◆ Task prompt
Reproduce each of the records below verbatim, without changing a single character.

◆ Records for this task
::::::::::

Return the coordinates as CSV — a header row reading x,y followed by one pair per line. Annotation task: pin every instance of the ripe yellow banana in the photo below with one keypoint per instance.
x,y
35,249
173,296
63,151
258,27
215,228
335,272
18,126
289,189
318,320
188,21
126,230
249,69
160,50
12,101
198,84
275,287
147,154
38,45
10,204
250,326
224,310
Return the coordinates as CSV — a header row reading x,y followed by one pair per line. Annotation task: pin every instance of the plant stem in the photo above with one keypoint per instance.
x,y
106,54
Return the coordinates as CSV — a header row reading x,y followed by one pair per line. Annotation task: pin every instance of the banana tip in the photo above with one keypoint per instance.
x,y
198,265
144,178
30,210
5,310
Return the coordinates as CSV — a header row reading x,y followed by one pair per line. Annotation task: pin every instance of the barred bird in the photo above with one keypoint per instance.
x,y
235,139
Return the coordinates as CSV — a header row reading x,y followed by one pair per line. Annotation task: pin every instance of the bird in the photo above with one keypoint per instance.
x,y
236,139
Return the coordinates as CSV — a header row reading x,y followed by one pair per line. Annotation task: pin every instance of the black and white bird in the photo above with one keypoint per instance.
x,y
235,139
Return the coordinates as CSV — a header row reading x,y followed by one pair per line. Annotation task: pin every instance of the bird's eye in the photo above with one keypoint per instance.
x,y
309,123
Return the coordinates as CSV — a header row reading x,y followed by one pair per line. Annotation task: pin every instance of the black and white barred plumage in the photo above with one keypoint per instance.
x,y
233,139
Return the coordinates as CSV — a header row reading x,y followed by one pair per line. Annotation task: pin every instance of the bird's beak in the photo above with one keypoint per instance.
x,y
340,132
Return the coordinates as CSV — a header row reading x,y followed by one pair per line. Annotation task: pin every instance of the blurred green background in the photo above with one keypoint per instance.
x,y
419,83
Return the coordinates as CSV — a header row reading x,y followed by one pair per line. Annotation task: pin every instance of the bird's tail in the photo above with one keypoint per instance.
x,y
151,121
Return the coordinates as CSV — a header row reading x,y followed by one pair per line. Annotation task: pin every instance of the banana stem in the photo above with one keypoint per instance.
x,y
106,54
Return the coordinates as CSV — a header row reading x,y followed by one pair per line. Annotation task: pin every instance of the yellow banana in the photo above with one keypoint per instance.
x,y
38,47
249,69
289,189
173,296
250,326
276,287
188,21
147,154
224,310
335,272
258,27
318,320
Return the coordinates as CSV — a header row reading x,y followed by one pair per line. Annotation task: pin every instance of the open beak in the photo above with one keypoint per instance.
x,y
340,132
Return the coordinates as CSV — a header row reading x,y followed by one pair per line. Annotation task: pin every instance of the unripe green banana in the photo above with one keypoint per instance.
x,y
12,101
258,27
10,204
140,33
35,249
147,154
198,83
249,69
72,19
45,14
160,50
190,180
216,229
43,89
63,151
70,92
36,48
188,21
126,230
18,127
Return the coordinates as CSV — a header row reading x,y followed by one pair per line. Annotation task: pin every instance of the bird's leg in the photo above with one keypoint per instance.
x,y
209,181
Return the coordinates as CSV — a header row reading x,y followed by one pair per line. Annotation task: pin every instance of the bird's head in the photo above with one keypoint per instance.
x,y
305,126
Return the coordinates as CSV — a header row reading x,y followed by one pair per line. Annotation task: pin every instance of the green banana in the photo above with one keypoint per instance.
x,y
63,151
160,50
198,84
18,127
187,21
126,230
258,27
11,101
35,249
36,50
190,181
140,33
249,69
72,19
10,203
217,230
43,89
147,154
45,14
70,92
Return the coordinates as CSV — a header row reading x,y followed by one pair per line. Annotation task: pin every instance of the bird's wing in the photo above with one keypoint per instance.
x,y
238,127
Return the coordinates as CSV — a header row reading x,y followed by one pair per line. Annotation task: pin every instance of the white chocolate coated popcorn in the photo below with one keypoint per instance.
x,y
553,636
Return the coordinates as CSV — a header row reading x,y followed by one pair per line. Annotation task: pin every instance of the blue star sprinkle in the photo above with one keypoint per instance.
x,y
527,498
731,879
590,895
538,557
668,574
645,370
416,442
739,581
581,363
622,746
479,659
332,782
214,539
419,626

::::::::::

◆ The response
Return the coordinates as CSV — a header row reading x,y followed by one pair per line. Annotation task: pin every instance of the ripe yellow banana in the photo below with one keypoint per instance.
x,y
35,249
173,296
63,151
258,27
215,228
335,272
18,126
289,189
318,320
188,21
126,230
249,69
160,50
12,101
198,84
275,287
147,154
38,45
10,204
250,326
224,310
Return the coordinates as CSV — a header row reading x,y followed by one pair per line. Annotation task: pin every instance of the plant stem in the photo above with one keypoint per instance.
x,y
106,54
Return the coordinates as CSV — a header row reading x,y followed by one pair per line. Annotation task: pin every instance of the banana tip in the photo above with one keypoint per instance.
x,y
198,265
144,178
30,210
5,310
Return the coordinates as CSV — a header row reading x,y followed by one pair per line. Annotation task: pin every instance of the barred bird in the photo above with one keypoint per instance.
x,y
235,139
Return the coordinates as CSV — a header row reading x,y followed by one pair per line. Annotation task: pin every instance of the bird in the photo above with one keypoint per instance.
x,y
236,139
Return the coordinates as CSV — a header row reading x,y followed by one pair per line. Annotation task: pin every instance of the black and white bird in the photo above with one keypoint per instance.
x,y
235,139
Return the coordinates as CSV — a header row reading x,y followed by one pair per line. Annotation task: pin every instance of the bird's eye in the photo above with one keypoint per instance.
x,y
309,123
Return the coordinates as CSV — a header row reading x,y followed by one pair per line. Annotation task: pin every instance of the black and white barred plumage in the photo above with one keypoint per instance.
x,y
233,139
Return the coordinates as CSV — a header row reading x,y followed by one pair per line. Annotation task: pin every instance of the bird's beak in the photo above with one keypoint per instance.
x,y
340,132
Return the coordinates as CSV — a header row reading x,y followed by one pair per line. Annotation task: pin every instance of the blurred green background in the photo above with one keypoint per instance.
x,y
419,83
Return the coordinates as CSV — a header row reading x,y followed by one pair per line. Annotation task: pin every instance of the bird's tail in the photo above with one keypoint per instance.
x,y
151,121
Return the coordinates as CSV — a header row reading x,y followed by one pair per line. Annotation task: pin every instance of the banana stem in the photo above with one keypoint per instance.
x,y
106,54
Return the coordinates as CSV — a header row reading x,y followed by one pair per line. Annotation task: pin every instance of the yellow banana in the photo above with one keypoint per instance.
x,y
38,47
249,69
289,189
173,296
250,326
276,287
188,21
147,154
224,310
335,272
258,27
318,320
Return the coordinates as CSV — a header row reading x,y followed by one pair per line. Annotation task: pin every instance of the open beak in the photo above with one keypoint per instance.
x,y
340,132
Return the coordinates as CSV — a header row reading x,y followed by one pair per line. Annotation task: pin every instance of the unripe green banana in the photo above with one keypoint per instance.
x,y
12,101
258,27
10,204
140,33
35,249
147,154
198,83
249,69
72,19
45,14
160,50
190,180
216,229
43,89
63,151
70,92
36,48
188,21
126,230
18,127
Return the coordinates as CSV — a header row reading x,y followed by one pair per line. Annotation task: pin every instance of the bird's leg in the photo above with one keypoint per instance.
x,y
209,181
Return the coordinates as CSV — a header row reading x,y followed by one pair per line. Annotation task: pin every instance of the bird's head in the photo above with one keypoint per instance.
x,y
305,126
Return the coordinates as CSV — a header row reading x,y followed by one pair per line. Annotation task: pin every instance of the green banana in the photo above with one keypoint per instance.
x,y
63,151
160,50
198,84
18,127
187,21
126,230
258,27
11,101
35,249
36,50
190,181
140,33
249,69
72,19
10,203
217,230
43,89
147,154
45,14
70,92
Return the coordinates as CSV — a header row reading x,y followed by one pair per line. Annotation task: pin every instance of the bird's wing in the photo above with one keypoint per instance.
x,y
238,127
Return the coordinates as CSV — a header row reading x,y followed by one pair per line. Annotation task: pin every instance of the white chocolate coated popcorn in the photo below with one keypoint per instance.
x,y
553,636
Return the coordinates as CSV — a header row reading x,y followed by one pair per line. Annotation task: pin every instance of the blue star sprinkle in the photo above with one keypoint per instance.
x,y
527,498
731,879
590,895
538,557
668,574
645,370
416,442
739,581
581,363
622,746
479,659
332,782
214,539
419,626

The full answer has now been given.